Extrait du texte =>
•••••

Nous percevons un potentiel inexploité important dans les régimes de réglementation, appuyant et élargissant la prestation d’aide non juridique sous forme d’aide en matière de justice communautaire. Notre document récent, intitulé Community Justice Help: Advancing Community‑based Access to Justice, suggère que la nature de la justice communautaire aide à faire en sorte qu’il soit difficile de la classer dans la catégorie des services juridiques appropriés pour une réglementation par les barreaux. Nous soutenons en outre que l’aide en matière de justice communautaire est conforme aux objectifs des organismes de réglementation canadiens en matière d’accès à la justice et qu’elle devrait être appuyée et rendue possible, plutôt que d’être minée ou assujettie à d’autres règlements par des avocats.

Les exemptions existantes pour la prestation sans frais par des travailleurs et professionnels non juridiques, lesquelles figurent ci‑dessus, offrent une autorité apparente pour l’aide en matière de justice communautaire – dans la mesure où elles peuvent être perçues comme visant la prestation de services juridiques – en Ontario, en Colombie‑Britannique, au Manitoba, en Nouvelle‑Écosse, à l’Île‑du‑Prince‑Édouard, et à Terre‑Neuve‑et‑Labrador. Au Manitoba et en Saskatchewan, la prestation de ces services pourrait à l’avenir être autorisée – encore une fois, dans la mesure où il s’agit de services considérés comme juridiques – sur la base de l’extension récemment introduite pour accorder des licences limitées au cas par cas. En Alberta, on pourrait soutenir qu’il est permis, sur la même base informelle, que la prestation actuelle de services juridiques par des parajuristes indépendants sans permis soit tolérée.

•••••

Enregistrements provenant d'une source de données

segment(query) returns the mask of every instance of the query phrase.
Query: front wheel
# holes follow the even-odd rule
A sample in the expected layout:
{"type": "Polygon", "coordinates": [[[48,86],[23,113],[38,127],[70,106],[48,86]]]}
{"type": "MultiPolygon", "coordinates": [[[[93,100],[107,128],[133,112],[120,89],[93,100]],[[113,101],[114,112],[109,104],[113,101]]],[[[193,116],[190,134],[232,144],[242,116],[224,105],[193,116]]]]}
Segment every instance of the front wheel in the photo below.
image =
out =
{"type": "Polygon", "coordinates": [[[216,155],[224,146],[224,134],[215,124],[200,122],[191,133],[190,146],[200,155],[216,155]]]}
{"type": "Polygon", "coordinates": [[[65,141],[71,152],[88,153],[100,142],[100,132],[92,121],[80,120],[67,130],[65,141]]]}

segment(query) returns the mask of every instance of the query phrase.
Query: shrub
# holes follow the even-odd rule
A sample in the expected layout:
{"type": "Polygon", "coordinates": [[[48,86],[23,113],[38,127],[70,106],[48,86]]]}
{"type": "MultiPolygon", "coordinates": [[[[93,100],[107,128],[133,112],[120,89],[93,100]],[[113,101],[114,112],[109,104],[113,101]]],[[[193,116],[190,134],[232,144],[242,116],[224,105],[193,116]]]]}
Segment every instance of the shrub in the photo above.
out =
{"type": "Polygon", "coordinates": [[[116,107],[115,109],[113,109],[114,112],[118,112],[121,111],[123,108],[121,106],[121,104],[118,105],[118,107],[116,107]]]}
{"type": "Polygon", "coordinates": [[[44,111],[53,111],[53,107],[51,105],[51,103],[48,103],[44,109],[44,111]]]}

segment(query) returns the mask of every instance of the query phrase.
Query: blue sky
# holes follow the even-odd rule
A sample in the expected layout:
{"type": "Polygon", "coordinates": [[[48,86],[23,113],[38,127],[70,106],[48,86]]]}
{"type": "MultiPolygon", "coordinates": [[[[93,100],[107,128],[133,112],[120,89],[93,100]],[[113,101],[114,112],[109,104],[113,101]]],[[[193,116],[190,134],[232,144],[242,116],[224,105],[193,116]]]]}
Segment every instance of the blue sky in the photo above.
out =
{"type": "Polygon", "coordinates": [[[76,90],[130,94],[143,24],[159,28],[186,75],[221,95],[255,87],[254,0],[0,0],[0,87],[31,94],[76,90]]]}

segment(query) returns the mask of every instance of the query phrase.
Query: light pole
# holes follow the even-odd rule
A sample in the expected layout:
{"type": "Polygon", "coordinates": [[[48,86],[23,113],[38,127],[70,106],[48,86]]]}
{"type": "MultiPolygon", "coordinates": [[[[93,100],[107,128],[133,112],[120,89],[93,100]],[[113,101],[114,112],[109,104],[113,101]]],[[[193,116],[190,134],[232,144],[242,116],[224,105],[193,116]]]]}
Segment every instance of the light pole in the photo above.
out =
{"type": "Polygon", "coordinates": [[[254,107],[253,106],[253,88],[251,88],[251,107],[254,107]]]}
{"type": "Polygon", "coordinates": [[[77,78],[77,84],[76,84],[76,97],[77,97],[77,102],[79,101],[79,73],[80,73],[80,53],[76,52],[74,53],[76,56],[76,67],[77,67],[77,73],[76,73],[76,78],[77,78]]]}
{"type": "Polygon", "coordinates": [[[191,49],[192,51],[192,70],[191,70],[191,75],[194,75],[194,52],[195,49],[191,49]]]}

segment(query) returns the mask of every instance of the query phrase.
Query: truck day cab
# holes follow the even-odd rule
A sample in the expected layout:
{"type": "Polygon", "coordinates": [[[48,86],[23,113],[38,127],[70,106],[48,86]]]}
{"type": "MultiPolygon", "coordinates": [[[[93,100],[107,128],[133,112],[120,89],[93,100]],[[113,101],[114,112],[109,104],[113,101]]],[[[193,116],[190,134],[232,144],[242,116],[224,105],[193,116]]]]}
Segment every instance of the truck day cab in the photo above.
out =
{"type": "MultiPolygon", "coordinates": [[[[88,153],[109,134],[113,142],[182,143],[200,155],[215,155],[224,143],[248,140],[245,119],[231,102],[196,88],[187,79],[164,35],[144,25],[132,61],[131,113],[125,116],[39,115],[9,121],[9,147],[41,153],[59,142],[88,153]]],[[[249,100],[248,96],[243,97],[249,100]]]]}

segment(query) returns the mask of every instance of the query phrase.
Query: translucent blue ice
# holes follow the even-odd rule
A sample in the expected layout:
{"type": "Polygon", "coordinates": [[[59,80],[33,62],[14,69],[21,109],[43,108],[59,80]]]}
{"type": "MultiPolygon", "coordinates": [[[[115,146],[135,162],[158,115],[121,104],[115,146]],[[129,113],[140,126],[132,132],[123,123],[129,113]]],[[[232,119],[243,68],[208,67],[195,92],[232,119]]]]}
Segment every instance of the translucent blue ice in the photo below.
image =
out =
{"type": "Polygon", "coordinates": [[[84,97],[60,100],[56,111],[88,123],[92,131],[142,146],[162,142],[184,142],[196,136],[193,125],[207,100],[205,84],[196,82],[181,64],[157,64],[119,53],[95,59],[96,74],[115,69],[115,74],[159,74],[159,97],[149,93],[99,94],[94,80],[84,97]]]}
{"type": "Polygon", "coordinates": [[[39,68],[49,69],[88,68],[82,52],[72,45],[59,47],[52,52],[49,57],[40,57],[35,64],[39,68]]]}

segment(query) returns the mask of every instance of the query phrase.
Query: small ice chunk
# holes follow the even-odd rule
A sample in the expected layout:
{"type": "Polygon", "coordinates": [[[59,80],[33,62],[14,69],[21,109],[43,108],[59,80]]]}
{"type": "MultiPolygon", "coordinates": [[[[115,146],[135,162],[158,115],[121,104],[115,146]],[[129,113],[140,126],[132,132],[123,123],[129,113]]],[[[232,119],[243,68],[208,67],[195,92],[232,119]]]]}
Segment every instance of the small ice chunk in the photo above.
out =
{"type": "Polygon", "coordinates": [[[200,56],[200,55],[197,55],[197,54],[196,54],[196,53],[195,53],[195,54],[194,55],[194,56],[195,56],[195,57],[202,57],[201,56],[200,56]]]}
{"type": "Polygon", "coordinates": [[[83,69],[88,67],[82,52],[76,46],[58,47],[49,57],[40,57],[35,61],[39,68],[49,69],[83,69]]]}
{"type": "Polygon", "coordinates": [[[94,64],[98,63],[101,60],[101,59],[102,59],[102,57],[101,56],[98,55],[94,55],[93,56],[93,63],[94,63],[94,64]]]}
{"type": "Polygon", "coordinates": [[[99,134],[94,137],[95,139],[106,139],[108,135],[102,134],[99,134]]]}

•••••

Objectif 1 =>
Dans l'extrait sur l'aide en matière de justice communautaire, dans quelles provinces la prestation de ces services pourrait-elle à l'avenir être autorisée grâce à l'extension accordant des licences limitées au cas par cas ?
Objectif 2 =>
Recopiez, dans l'extrait sur l'aide en matière de justice communautaire, le passage qui va de « Nous percevons un » jusqu'à « par des avocats. ».
Ce matériel ne joue aucun rôle ici.

Réponse 1 =>
Au Manitoba et en Saskatchewan.

Réponse 2 =>
Nous percevons un potentiel inexploité important dans les régimes de réglementation, appuyant et élargissant la prestation d’aide non juridique sous forme d’aide en matière de justice communautaire. Notre document récent, intitulé Community Justice Help: Advancing Community‑based Access to Justice, suggère que la nature de la justice communautaire aide à faire en sorte qu’il soit difficile de la classer dans la catégorie des services juridiques appropriés pour une réglementation par les barreaux. Nous soutenons en outre que l’aide en matière de justice communautaire est conforme aux objectifs des organismes de réglementation canadiens en matière d’accès à la justice et qu’elle devrait être appuyée et rendue possible, plutôt que d’être minée ou assujettie à d’autres règlements par des avocats.